* PROBLEM TO SOLVE: Swap "instance" for "occurrence" everywhere it appears in the material below, and reproduce everything else unchanged.

Object position labeling material:
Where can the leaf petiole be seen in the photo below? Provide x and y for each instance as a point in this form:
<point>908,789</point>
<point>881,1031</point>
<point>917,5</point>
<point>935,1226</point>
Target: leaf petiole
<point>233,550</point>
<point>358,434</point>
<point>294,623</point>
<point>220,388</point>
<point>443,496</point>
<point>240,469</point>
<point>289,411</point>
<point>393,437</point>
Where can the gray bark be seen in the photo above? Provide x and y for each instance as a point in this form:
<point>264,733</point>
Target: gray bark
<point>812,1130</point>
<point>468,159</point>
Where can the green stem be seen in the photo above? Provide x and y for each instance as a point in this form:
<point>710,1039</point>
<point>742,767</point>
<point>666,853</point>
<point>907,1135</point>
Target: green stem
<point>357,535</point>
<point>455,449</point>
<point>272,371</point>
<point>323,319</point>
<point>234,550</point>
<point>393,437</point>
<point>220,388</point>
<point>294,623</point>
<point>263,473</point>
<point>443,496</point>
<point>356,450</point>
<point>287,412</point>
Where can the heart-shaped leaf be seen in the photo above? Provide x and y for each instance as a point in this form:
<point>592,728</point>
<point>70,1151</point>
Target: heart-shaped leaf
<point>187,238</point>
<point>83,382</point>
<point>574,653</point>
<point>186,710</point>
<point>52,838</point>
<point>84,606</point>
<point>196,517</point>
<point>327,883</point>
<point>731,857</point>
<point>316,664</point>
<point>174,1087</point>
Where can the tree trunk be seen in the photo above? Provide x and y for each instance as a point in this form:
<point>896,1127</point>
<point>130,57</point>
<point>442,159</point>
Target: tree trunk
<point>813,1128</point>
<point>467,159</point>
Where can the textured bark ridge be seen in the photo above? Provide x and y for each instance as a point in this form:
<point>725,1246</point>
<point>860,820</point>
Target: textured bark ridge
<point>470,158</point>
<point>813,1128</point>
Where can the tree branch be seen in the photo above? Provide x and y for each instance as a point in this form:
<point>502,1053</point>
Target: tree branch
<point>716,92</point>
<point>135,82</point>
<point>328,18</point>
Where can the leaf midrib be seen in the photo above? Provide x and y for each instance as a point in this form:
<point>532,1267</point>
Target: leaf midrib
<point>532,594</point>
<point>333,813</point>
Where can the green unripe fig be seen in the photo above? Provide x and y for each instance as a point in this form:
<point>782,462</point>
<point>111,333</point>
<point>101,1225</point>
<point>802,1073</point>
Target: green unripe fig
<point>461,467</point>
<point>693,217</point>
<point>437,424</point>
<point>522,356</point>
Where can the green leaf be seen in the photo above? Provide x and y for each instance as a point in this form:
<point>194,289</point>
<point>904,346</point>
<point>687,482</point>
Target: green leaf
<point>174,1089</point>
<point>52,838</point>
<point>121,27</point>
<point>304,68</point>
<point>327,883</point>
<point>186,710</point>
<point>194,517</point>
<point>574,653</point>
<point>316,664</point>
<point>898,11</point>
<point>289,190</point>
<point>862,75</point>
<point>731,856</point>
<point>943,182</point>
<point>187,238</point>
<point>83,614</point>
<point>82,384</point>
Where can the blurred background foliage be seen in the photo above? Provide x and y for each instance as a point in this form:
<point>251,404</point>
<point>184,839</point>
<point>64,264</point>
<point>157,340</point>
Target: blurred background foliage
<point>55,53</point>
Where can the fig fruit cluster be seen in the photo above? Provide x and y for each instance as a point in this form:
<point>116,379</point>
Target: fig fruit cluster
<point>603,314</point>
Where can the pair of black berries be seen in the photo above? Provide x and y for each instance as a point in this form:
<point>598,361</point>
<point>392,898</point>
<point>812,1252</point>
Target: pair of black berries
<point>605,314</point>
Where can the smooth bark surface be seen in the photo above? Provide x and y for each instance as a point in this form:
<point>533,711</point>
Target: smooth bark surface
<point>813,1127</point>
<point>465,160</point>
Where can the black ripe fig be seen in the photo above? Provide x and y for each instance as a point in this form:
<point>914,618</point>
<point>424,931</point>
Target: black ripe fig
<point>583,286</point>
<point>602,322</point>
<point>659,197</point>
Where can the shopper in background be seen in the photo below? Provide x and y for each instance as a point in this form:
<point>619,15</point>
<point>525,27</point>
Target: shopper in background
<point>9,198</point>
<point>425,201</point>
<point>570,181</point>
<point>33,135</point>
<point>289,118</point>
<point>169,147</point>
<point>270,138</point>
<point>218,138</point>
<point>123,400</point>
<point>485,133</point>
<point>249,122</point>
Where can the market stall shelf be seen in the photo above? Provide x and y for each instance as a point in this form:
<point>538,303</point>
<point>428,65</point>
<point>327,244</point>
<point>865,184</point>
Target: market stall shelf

* SOLUTION:
Where can the leaf petiole be seen in the photo below? Provide x and y for each occurrence as a point in this form:
<point>908,789</point>
<point>881,1031</point>
<point>917,5</point>
<point>935,1226</point>
Target: leaf petiole
<point>233,550</point>
<point>358,434</point>
<point>294,623</point>
<point>220,388</point>
<point>443,496</point>
<point>240,469</point>
<point>289,411</point>
<point>393,437</point>
Where can the gray bark be seen in the photo above? Provide x and y for each occurrence as a point in this form:
<point>264,733</point>
Target: gray bark
<point>812,1130</point>
<point>468,159</point>
Where can the green stem be seen in the photo above? Provide x and y for each occurrence as a point in this form:
<point>710,1039</point>
<point>742,767</point>
<point>666,853</point>
<point>907,1135</point>
Target: green stem
<point>357,535</point>
<point>455,449</point>
<point>272,371</point>
<point>323,319</point>
<point>234,550</point>
<point>393,437</point>
<point>220,388</point>
<point>294,623</point>
<point>263,473</point>
<point>443,496</point>
<point>356,450</point>
<point>287,412</point>
Where can the heart-shaped leaf be seen in the photo above? Provide x and y for each occurrence as a point in this form:
<point>592,728</point>
<point>70,1151</point>
Target: heart-shaped leaf
<point>187,238</point>
<point>83,382</point>
<point>574,653</point>
<point>186,710</point>
<point>52,838</point>
<point>84,606</point>
<point>196,517</point>
<point>327,883</point>
<point>731,857</point>
<point>316,664</point>
<point>174,1087</point>
Where can the tree trunk be seen in the photo above? Provide x and y for each occurrence as a point in this form:
<point>896,1127</point>
<point>130,57</point>
<point>442,159</point>
Target: tree trunk
<point>813,1128</point>
<point>467,159</point>
Where can the textured bark ridge be seen in the photo above? Provide x and y for each occurrence as a point in this form:
<point>725,1246</point>
<point>860,820</point>
Target: textured bark ridge
<point>470,158</point>
<point>813,1128</point>
Where can the tree branch be seen in the photo above? Provide x and y for each occurrence as a point in this form:
<point>502,1053</point>
Target: tree branch
<point>716,92</point>
<point>135,82</point>
<point>328,18</point>
Where can the leaf midrib be seen in the photo above? Provide x and y for each occurrence as a point in this form:
<point>532,1267</point>
Target: leaf midrib
<point>532,594</point>
<point>333,813</point>
Where can the green unripe fig be seen in the photo above? Provide x and y for each occurrence as a point in this form:
<point>782,462</point>
<point>111,333</point>
<point>101,1225</point>
<point>802,1073</point>
Target: green unripe fig
<point>461,467</point>
<point>693,217</point>
<point>437,424</point>
<point>522,356</point>
Where can the green leaf be seen in the photo above? Provide x and y for each occurrence as a point in this form:
<point>194,289</point>
<point>904,346</point>
<point>687,482</point>
Target: green leaf
<point>174,1089</point>
<point>52,838</point>
<point>121,27</point>
<point>304,68</point>
<point>327,883</point>
<point>186,710</point>
<point>194,517</point>
<point>574,653</point>
<point>316,664</point>
<point>898,11</point>
<point>289,190</point>
<point>862,75</point>
<point>731,856</point>
<point>943,182</point>
<point>187,238</point>
<point>83,614</point>
<point>82,384</point>
Where can the blurred background foliage be seen in the photo above? Provide x and y for each occurrence as a point in this form:
<point>251,404</point>
<point>184,839</point>
<point>64,264</point>
<point>157,340</point>
Target: blurred background foliage
<point>55,53</point>
Where can the fig fruit cluster be seen in the photo above? Provide x and y for each occurrence as a point in this form:
<point>116,379</point>
Target: fig fruit cluster
<point>603,314</point>
Where can the pair of black berries be seen in the photo above? Provide x and y for each occurrence as a point in this form:
<point>598,361</point>
<point>392,898</point>
<point>812,1252</point>
Target: pair of black berries
<point>605,314</point>
Where can the smooth bark surface be seen in the photo above? Provide x and y for each occurrence as a point in this form:
<point>533,711</point>
Target: smooth bark surface
<point>813,1127</point>
<point>465,160</point>
Where can the black ripe fig be seen in the photo above? Provide x and y for each occurrence as a point in this form:
<point>914,618</point>
<point>424,931</point>
Target: black ripe fig
<point>583,286</point>
<point>602,322</point>
<point>659,197</point>
Where can the shopper in background be seen in the photo below? Provide x and y for each occurrence as a point in this form:
<point>619,15</point>
<point>525,27</point>
Target: shopper in background
<point>9,198</point>
<point>425,201</point>
<point>570,181</point>
<point>33,135</point>
<point>289,118</point>
<point>169,147</point>
<point>270,138</point>
<point>218,138</point>
<point>123,400</point>
<point>485,133</point>
<point>249,122</point>
Where can the market stall shelf be seen in the photo above? Provide x and y for each occurrence as a point in this form:
<point>538,303</point>
<point>428,65</point>
<point>327,244</point>
<point>865,184</point>
Target: market stall shelf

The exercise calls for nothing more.